_WHAT YOU SHOULD DO_
From the records below, copy out exactly the lines from the one containing "If you could point at the green lanyard" to the one containing "(1204, 697)", both included. Add nothing else.

_SOURCE DATA_
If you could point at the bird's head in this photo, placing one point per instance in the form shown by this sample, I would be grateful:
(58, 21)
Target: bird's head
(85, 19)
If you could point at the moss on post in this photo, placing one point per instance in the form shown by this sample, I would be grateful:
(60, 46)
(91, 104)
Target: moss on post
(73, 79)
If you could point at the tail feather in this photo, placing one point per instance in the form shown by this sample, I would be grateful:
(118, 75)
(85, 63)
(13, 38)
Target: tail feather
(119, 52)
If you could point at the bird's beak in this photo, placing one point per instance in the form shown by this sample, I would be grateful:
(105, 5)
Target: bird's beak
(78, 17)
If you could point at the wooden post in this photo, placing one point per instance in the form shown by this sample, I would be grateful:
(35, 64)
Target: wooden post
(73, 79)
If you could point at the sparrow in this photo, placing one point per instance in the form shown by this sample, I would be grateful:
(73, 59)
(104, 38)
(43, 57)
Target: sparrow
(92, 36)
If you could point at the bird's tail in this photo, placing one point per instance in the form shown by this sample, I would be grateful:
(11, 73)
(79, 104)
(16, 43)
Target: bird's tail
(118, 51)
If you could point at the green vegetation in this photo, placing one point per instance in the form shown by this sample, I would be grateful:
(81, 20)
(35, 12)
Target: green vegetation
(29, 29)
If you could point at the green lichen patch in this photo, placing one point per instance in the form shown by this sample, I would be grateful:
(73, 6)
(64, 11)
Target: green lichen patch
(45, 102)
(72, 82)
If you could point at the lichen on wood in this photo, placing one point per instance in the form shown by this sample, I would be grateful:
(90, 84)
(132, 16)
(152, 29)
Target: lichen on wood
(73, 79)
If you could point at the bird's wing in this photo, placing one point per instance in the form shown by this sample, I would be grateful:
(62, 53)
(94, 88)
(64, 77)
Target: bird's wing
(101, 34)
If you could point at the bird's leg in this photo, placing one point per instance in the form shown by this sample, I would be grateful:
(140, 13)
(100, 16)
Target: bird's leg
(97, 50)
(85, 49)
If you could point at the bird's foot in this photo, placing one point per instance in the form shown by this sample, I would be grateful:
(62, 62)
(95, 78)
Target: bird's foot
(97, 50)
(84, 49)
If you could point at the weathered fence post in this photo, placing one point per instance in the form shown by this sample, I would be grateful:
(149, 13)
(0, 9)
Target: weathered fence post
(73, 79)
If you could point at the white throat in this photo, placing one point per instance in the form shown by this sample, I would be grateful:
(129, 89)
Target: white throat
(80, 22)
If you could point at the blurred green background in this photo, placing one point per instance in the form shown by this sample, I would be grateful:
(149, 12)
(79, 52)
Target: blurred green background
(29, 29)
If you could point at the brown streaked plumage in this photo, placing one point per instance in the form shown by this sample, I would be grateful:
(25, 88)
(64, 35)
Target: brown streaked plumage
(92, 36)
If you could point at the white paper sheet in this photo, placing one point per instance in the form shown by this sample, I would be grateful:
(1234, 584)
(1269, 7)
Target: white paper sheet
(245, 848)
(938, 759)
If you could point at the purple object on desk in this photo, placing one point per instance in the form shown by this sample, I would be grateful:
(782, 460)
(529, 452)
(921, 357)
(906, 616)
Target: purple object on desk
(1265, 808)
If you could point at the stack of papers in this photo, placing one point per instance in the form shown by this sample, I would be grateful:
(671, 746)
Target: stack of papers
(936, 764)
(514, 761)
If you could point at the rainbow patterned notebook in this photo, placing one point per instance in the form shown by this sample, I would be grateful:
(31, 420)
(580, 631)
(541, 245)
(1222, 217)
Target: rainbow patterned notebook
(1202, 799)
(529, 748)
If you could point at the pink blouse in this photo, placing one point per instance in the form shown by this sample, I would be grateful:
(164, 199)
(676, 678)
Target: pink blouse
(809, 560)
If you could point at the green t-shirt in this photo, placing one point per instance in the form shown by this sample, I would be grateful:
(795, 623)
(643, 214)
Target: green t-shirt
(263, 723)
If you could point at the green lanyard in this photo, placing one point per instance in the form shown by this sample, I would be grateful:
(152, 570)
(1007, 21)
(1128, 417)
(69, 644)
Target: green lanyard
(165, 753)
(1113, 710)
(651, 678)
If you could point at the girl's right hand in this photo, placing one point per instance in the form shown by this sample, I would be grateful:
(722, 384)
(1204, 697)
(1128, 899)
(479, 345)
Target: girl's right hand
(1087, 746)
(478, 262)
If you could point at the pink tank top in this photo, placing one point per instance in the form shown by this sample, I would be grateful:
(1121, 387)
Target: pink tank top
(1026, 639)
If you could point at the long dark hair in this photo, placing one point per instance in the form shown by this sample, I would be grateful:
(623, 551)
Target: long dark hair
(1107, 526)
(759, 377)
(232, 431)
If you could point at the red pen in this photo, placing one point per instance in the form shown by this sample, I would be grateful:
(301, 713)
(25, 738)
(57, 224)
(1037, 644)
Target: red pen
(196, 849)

_EXERCISE OUTPUT_
If you could point at the green lanyard in this photo, placing one point per instance in the form shown by this sample, I would be grateful:
(152, 570)
(1007, 21)
(1128, 417)
(69, 644)
Target: green lanyard
(165, 753)
(1113, 710)
(651, 678)
If you could point at the girl's right hand in this photo, placing one point per instance in the form shown by this sample, I would be grateful:
(722, 384)
(1204, 697)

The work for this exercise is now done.